» Selected excerpt:
^^^^

Charlie Ragle (born May 30, 1976) is an American football coach and former player, currently the assistant head coach and special teams coordinator at Arizona State University in the Pac-12 Conference. He was previously the head coach at Idaho State University in 2022, and the special teams coordinator at California and Arizona. Prior to joining the collegiate coaching ranks, Ragle had a highly successful run as a high school coach in Arizona.

Playing career
Born in Playas, New Mexico, Ragle was a two-time all-state selection at running back for Animas High School in New Mexico and played college football at Eastern New Mexico University in Portales. He was a three-year starter at running back for the Division II Greyhounds, and also returned kicks.

Coaching career

High school
From 2000 to 2004, Ragle served as the defensive coordinator at Moon Valley High School in Phoenix, Arizona. Moon Valley made the state playoffs in the final three years, and in 2004, they finished with a 14–0 record as state champions. In early 2005 Ragle and offensive coordinator Dave Huffine departed Moon Valley to join Ron Estabrook's staff at powerhouse Chaparral High School in Scottsdale, Arizona.

After a stop as a graduate assistant for Arizona State in 2006 under Dirk Koetter, Ragle returned to the high school ranks as the head coach at Chaparral, following Estabrook's retirement. In five seasons, from 2007 to 2011, Ragle led his team to a 63–7 overall record, and won state championships in his final three seasons. Among his players at Chaparral was future NFL Pro Bowl offensive tackle Taylor Lewan. Lewan would be recruited by then-University of Michigan head coach Rich Rodriguez, and Rodriguez and Ragle became acquainted.

Arizona
Rodriguez hired Ragle prior to the 2012 season to serve as Arizona's assistant director of operations. He was promoted to special teams coordinator and tight ends coach in December 2012, a position he held through 2016 season.

^^^^

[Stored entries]
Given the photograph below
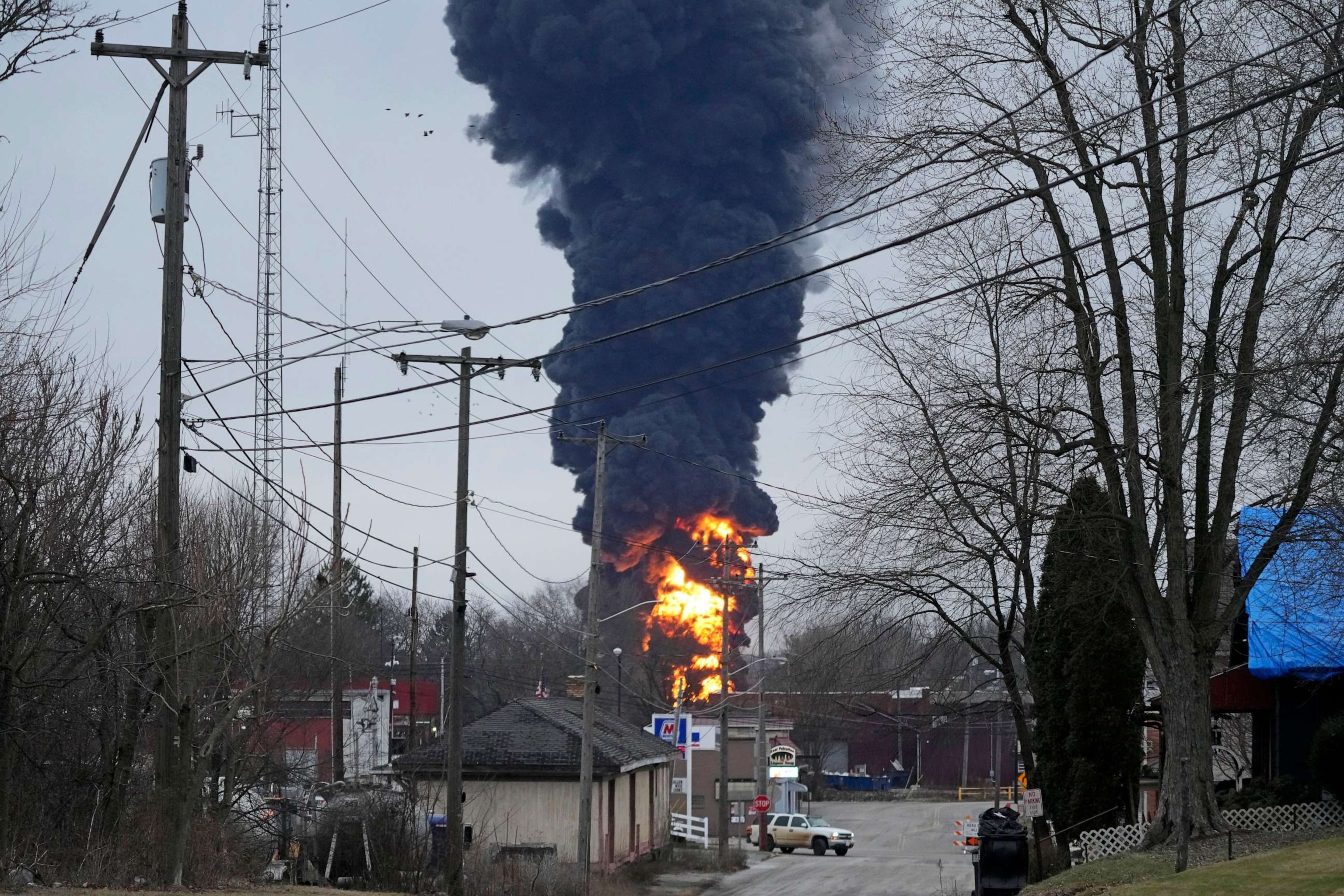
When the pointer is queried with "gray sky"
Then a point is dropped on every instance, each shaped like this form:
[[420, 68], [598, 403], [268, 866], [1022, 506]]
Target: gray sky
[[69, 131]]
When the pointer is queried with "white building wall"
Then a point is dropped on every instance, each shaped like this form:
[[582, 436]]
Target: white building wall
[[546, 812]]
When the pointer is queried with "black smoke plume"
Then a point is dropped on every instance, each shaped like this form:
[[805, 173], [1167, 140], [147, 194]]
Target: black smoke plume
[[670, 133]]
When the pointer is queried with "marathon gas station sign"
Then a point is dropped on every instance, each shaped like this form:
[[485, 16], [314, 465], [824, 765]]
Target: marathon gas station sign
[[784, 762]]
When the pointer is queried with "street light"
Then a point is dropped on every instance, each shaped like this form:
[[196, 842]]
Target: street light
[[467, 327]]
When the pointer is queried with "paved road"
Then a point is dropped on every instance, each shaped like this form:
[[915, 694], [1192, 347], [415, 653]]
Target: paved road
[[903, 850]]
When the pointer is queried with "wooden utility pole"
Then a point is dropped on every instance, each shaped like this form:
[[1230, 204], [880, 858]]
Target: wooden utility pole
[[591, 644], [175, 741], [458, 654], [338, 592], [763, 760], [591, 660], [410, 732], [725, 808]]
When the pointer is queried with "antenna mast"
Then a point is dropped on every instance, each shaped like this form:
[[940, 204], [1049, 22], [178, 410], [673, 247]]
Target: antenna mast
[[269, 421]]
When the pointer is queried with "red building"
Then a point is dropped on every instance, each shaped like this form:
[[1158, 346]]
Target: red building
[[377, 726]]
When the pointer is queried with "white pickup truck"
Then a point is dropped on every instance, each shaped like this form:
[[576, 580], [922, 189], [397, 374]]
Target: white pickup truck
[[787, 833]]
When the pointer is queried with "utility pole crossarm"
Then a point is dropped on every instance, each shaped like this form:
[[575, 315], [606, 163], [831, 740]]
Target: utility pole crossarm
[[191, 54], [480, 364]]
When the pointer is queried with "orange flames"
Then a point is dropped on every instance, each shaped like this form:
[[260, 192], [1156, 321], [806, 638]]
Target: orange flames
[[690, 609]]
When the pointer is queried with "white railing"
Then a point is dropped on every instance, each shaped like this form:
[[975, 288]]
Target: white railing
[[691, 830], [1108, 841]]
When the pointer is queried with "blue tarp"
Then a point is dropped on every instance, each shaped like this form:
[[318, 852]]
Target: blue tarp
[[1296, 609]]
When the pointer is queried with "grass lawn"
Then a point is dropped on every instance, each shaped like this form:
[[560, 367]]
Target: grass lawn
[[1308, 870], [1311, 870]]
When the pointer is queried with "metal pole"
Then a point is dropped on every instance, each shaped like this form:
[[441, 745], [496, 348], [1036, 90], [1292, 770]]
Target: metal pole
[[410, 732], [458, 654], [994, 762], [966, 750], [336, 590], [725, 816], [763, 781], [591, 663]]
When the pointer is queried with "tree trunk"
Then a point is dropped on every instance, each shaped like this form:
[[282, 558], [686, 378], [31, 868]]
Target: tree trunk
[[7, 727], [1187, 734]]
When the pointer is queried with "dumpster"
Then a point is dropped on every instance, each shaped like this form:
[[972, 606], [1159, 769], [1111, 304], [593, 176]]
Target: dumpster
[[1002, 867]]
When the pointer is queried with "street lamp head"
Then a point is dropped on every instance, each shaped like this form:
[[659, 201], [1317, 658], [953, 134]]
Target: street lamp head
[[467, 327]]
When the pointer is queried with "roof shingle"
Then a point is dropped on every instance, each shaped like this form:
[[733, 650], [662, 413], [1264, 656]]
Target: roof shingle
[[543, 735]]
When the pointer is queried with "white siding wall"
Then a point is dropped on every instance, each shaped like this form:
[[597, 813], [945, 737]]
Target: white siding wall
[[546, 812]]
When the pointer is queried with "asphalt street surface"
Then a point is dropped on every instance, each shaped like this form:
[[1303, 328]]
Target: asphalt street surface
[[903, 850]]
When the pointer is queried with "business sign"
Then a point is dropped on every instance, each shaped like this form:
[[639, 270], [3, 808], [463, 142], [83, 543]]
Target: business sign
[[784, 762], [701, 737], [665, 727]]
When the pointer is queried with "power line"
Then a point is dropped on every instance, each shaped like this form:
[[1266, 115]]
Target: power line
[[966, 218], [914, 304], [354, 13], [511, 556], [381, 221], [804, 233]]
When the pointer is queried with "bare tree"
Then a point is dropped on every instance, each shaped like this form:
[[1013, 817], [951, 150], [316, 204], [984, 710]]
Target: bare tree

^^^^

» What the task asks:
Rewrite the passage of the Charlie Ragle biography starting at "Playing career" and ending at "also returned kicks.", swapping "running back" for "wide receiver".

» Finished task:
Playing career
Born in Playas, New Mexico, Ragle was a two-time all-state selection at wide receiver for Animas High School in New Mexico and played college football at Eastern New Mexico University in Portales. He was a three-year starter at wide receiver for the Division II Greyhounds, and also returned kicks.